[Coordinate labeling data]
————————
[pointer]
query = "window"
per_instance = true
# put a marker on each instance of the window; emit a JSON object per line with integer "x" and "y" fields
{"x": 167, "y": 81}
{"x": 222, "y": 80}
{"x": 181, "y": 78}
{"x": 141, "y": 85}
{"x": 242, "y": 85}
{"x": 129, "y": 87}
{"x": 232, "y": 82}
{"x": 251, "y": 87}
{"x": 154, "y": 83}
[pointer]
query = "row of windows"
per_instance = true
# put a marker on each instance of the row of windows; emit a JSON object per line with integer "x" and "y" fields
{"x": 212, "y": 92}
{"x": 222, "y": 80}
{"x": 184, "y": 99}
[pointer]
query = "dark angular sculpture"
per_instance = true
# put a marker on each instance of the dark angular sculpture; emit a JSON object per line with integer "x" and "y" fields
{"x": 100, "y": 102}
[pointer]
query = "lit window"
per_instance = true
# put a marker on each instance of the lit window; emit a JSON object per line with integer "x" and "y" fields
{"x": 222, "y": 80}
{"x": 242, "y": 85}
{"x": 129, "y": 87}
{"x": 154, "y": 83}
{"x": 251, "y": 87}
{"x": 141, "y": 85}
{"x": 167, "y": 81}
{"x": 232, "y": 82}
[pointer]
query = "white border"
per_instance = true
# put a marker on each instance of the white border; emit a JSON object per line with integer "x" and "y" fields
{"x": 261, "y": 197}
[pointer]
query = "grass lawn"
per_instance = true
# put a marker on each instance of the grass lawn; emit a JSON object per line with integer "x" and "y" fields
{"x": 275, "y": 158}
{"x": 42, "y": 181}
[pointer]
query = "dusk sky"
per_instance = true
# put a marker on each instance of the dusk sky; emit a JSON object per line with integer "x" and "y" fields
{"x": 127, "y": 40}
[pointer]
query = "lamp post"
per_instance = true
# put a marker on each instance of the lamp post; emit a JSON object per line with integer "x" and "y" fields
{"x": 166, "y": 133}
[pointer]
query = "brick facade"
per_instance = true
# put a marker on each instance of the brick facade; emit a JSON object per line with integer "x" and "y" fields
————————
## Work instructions
Reproduce the full set of records precisely.

## Answer for the task
[pointer]
query = "window"
per_instance = true
# put a marker on each instance of the window; emit a JSON object per line with integer "x" and "y" fields
{"x": 167, "y": 81}
{"x": 222, "y": 80}
{"x": 181, "y": 78}
{"x": 141, "y": 85}
{"x": 242, "y": 85}
{"x": 129, "y": 87}
{"x": 232, "y": 82}
{"x": 251, "y": 87}
{"x": 154, "y": 83}
[pointer]
query = "row of windows"
per_instance = true
# put a marker on each instance of the row of windows; emit a JSON object per line with integer "x" and "y" fields
{"x": 212, "y": 92}
{"x": 222, "y": 80}
{"x": 184, "y": 99}
[pointer]
query = "dark angular sculpture"
per_instance = true
# put a marker on each instance of the dark angular sculpture; emit a JSON object per line with integer "x" and "y" fields
{"x": 100, "y": 102}
[pointer]
query = "lit window"
per_instance = true
# put a marker on each instance of the lit window; emit a JSON object per line with integer "x" and "y" fields
{"x": 222, "y": 80}
{"x": 242, "y": 85}
{"x": 129, "y": 87}
{"x": 154, "y": 83}
{"x": 251, "y": 87}
{"x": 141, "y": 85}
{"x": 167, "y": 81}
{"x": 232, "y": 82}
[pointer]
query = "white border"
per_instance = true
# put a marker on each instance of the white border; emit a JSON object per line with integer "x" and "y" fields
{"x": 261, "y": 197}
[pointer]
query = "grass lawn"
per_instance = true
# put a marker on each instance of the grass lawn; emit a JSON object per line with integer "x" and "y" fields
{"x": 275, "y": 158}
{"x": 42, "y": 181}
[pointer]
query = "dusk sky"
per_instance = true
# put a marker on each instance of the dusk sky; emit a JSON object per line with integer "x" and "y" fields
{"x": 127, "y": 40}
[pointer]
query = "lamp post"
per_instance = true
# put a marker on each instance of the lamp post; emit a JSON object per line with integer "x" and "y" fields
{"x": 166, "y": 133}
[pointer]
query = "brick facade"
per_instance = true
# put a marker on each instance of the brick facade; emit a JSON object per line with integer "x" and "y" fields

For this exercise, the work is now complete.